__OBJECTIVE__
Render the records below as a Markdown table with the columns "Row" and "Record line". Give each non-blank line its own numbered row, and leave the pictures out of the answer.

Recorded data
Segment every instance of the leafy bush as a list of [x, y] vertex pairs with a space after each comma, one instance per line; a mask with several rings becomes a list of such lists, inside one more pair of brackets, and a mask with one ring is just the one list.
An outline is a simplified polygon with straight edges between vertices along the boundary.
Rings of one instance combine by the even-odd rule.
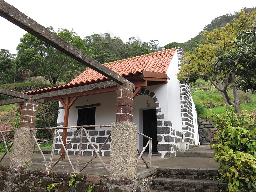
[[219, 144], [212, 145], [214, 160], [220, 162], [221, 182], [228, 185], [227, 191], [256, 191], [256, 119], [244, 111], [235, 113], [226, 107], [220, 115], [212, 110], [207, 116], [218, 130]]
[[202, 115], [205, 113], [205, 108], [204, 108], [202, 105], [200, 103], [195, 103], [195, 105], [196, 106], [196, 110], [198, 117], [201, 116]]

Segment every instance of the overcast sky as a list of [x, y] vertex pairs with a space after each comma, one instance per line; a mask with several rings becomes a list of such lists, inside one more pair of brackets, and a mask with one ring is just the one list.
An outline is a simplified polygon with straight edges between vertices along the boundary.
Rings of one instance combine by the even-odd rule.
[[[45, 27], [73, 29], [82, 39], [107, 32], [124, 42], [157, 39], [161, 46], [187, 41], [220, 15], [256, 6], [255, 0], [5, 1]], [[26, 32], [1, 17], [0, 26], [0, 49], [16, 53]]]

__COMPLETED TASK__
| Row | Record line |
|---|---|
| 1 | Segment every instance of the leafy bush as a list of [x, y] vertex pairs with a space after each comma, one instance per line; a mask with several rings becomes a list of such lists, inside one more pair of brackets, and a mask with one ring is just the one list. |
| 2 | An outline is a simplified polygon with straight edges between vertices along the boundary. |
| 3 | Rings of one instance combine by the even-odd rule. |
| 4 | [[219, 144], [212, 145], [214, 160], [220, 162], [221, 182], [228, 185], [227, 191], [256, 191], [256, 119], [244, 111], [235, 113], [226, 107], [220, 115], [212, 110], [207, 116], [218, 130]] |
| 5 | [[202, 115], [205, 113], [205, 108], [204, 108], [202, 105], [200, 103], [195, 103], [195, 105], [196, 106], [196, 110], [198, 117], [201, 116]] |
| 6 | Segment every instance of the overcast sky as a list of [x, y] vertex pairs with a space after each comma, one instance per line; a mask with several rings becomes a list of such lists, inside one more pair of brackets, and a mask with one ring is just the one list. |
| 7 | An outline is a simplified polygon with straight edges between vertices along the boundary. |
| 8 | Rings of one instance combine by the even-odd rule. |
| 9 | [[[45, 27], [73, 29], [82, 39], [107, 32], [124, 42], [157, 39], [161, 46], [187, 41], [220, 15], [256, 6], [255, 0], [5, 1]], [[26, 32], [1, 17], [0, 26], [0, 49], [16, 53]]] |